▸ WHAT YOU NEED TO DO: Put every item below into a numbered list, skipping blank lines and leaving out the pictures.

═══

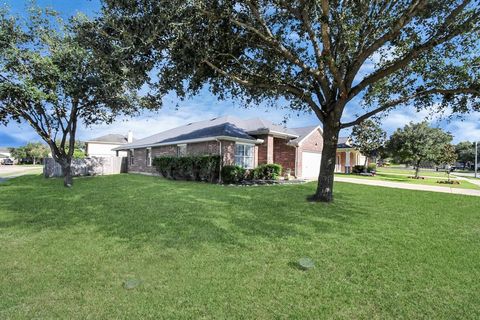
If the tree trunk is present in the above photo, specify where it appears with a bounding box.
[415,161,420,179]
[313,125,340,202]
[62,160,73,188]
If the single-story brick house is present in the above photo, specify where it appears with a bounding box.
[113,116,365,178]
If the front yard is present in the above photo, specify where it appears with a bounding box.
[0,175,480,319]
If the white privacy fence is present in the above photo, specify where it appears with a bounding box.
[43,157,127,178]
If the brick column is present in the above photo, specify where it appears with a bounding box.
[266,136,273,163]
[345,151,351,173]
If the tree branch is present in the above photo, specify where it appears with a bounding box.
[348,0,476,101]
[202,60,325,120]
[340,88,480,129]
[346,0,427,86]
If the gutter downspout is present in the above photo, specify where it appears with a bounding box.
[215,139,223,183]
[295,145,298,179]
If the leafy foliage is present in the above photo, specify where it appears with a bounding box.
[153,155,221,182]
[96,0,480,201]
[249,163,282,180]
[388,122,452,177]
[222,165,246,184]
[352,163,377,173]
[0,7,150,185]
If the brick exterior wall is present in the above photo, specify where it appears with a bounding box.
[257,135,273,165]
[127,141,240,174]
[295,130,323,177]
[273,138,296,175]
[222,141,235,165]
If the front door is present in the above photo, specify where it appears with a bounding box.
[335,154,342,172]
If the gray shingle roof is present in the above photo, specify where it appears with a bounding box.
[88,134,135,144]
[337,137,352,148]
[291,126,318,144]
[116,116,298,150]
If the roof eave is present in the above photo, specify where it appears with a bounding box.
[247,129,299,138]
[112,136,263,151]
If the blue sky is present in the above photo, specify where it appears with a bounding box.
[0,0,480,147]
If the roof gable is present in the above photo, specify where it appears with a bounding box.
[117,116,297,149]
[87,134,128,144]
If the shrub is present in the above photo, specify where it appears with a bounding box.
[222,165,246,183]
[352,163,377,173]
[153,155,221,182]
[352,165,365,173]
[250,163,282,180]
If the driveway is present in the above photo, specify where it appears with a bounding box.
[0,165,43,182]
[335,176,480,197]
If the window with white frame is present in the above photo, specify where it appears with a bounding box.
[177,144,187,157]
[130,149,135,164]
[235,143,255,169]
[145,148,152,167]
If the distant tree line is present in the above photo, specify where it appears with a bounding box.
[352,120,475,177]
[10,141,85,164]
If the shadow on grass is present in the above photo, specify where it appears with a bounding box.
[0,175,368,248]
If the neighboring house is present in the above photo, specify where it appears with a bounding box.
[114,116,363,178]
[85,131,135,157]
[0,147,12,164]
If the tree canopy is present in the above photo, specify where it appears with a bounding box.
[0,7,150,185]
[97,0,480,201]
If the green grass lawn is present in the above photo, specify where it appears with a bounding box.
[335,172,480,190]
[0,165,43,178]
[0,175,480,319]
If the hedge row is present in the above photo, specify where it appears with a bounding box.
[153,155,221,182]
[352,163,377,173]
[222,163,282,183]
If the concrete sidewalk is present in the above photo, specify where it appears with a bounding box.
[335,176,480,197]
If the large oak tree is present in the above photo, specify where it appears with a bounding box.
[100,0,480,202]
[0,8,150,186]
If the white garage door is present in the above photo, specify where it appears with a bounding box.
[302,152,322,179]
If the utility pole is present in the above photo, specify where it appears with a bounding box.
[475,141,478,178]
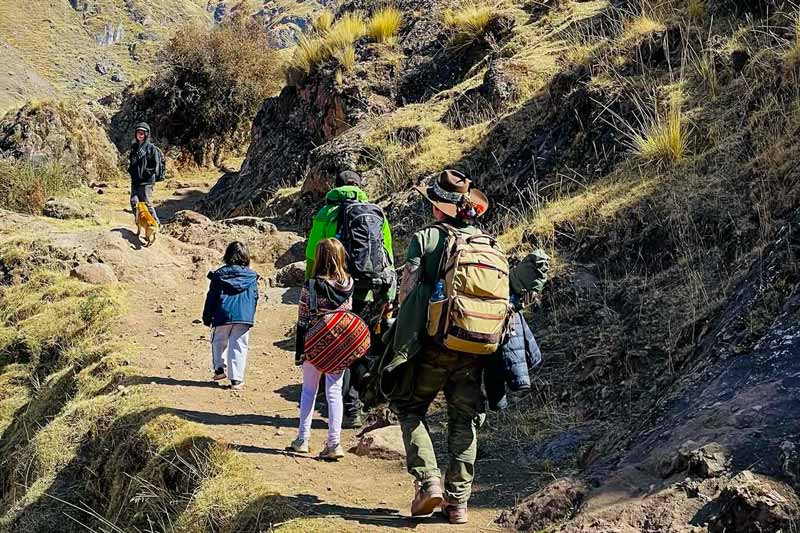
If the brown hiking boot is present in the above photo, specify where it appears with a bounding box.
[442,503,469,524]
[411,478,444,516]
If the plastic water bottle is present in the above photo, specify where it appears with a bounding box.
[431,279,447,302]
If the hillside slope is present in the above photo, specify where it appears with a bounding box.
[206,0,800,531]
[0,0,211,112]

═══

▸ SOLUTION:
1. If the tree trunk is present in the above photo, specify where it appears with a bounding box.
2. [415,161,420,179]
3. [313,125,340,202]
4. [62,160,73,188]
5. If the single-story brick house is present in the above photo, specify where it appears with a bounding box.
6. [113,116,365,178]
7. If the front yard is present in the above photo, specify where it appears with a bounding box.
8. [0,175,480,319]
9. If the white privacy fence is present in the above photo, specify where it appears with a bounding box.
10. [43,157,127,178]
11. If the brick column is present in the above photo, specify where it appears with a bounding box.
12. [266,136,273,163]
13. [345,151,351,173]
14. If the tree branch is present in the above photo, specify where it appears with a bounding box.
15. [348,0,476,101]
16. [202,60,325,120]
17. [340,88,480,129]
18. [346,0,427,86]
19. If the gutter downspout is present in the above photo, specify where it appears with a bounding box.
20. [215,139,223,183]
21. [295,145,298,179]
22. If the leafy foliage is present in the above photo, specify where it appears with a bounding box.
23. [153,155,221,182]
24. [96,0,480,201]
25. [249,163,282,180]
26. [388,122,452,177]
27. [222,165,246,184]
28. [352,163,377,173]
29. [0,7,150,185]
30. If the brick exterior wall is present in the above photo, specify where it appears with a bounding box.
31. [257,135,273,165]
32. [127,141,240,174]
33. [295,130,323,177]
34. [273,138,296,175]
35. [222,141,235,165]
36. If the front door is present in the above photo, specify where it appears with a bounding box.
37. [335,154,342,172]
38. If the gray shingle roof is present in the above photo, specify where it appears with a bounding box.
39. [88,134,135,144]
40. [337,137,352,148]
41. [291,126,318,144]
42. [116,116,298,150]
43. If the roof eave is present in the above photo, specify where it appears with a bounding box.
44. [247,129,299,138]
45. [112,136,263,151]
46. If the blue sky is present in the above photo, specify where it appears with a bounding box.
47. [0,0,480,147]
48. If the roof gable is present in the above photo, specify where it appears with a bounding box.
49. [117,116,297,149]
50. [87,134,128,144]
51. If the shrub is present in the above photo, specify where it appears with a bounding box.
52. [222,165,246,183]
53. [352,163,377,173]
54. [153,155,221,182]
55. [352,165,365,173]
56. [250,163,282,180]
57. If the driveway is present in the above photo, specify where it appears with a bounding box.
58. [0,165,43,182]
59. [335,176,480,197]
60. If the window with white frame is present in the above photo, specify where it appears with a bounding box.
61. [177,144,187,157]
62. [130,149,135,164]
63. [235,143,255,169]
64. [145,148,152,167]
65. If the distant tree line is present in the above photo, specify where it appears with a bounding box.
66. [352,120,475,177]
67. [10,141,85,164]
68. If the shadow on grass is present in the above photo, specify where it appears with a bounding box.
69. [0,175,368,248]
70. If the neighboring house is present in the above photo, specify where it appears with a bounding box.
71. [114,116,363,178]
72. [85,131,135,157]
73. [0,147,12,164]
74. If the tree canopy is present in the above photo, specify where it appears with a bounding box.
75. [0,7,150,185]
76. [97,0,480,201]
77. If the green grass lawn is present in the above photo, specify where it appears with a bounding box.
78. [335,172,480,190]
79. [0,165,43,178]
80. [0,175,480,319]
81. If the hedge row is present in the above photo, specify where it appears with a bounding box.
82. [153,155,221,182]
83. [352,163,377,173]
84. [222,163,282,183]
85. If the concrete sidewalk is present in the above photo, specify where it appears with a bounding box.
86. [335,176,480,197]
87. If the large oak tree is present in the above photo, specify where it appears with a bounding box.
88. [100,0,480,202]
89. [0,8,150,186]
90. If the white garage door is present in the above photo, specify where it appears with a bounding box.
91. [302,152,322,179]
92. If the utility pole is present in the above photo, specify where it appears with a bounding box.
93. [475,141,478,178]
94. If the brown hiking boot is present in the above photo, specify where it appears with a bounding box.
95. [442,503,469,524]
96. [411,478,444,516]
97. If the plastic water bottle is present in the above photo, specify where it appears with a bounding box.
98. [431,279,447,302]
99. If the hillside slope is present in the above photo, specify where it appears with a bounding box.
100. [206,0,800,531]
101. [0,0,211,112]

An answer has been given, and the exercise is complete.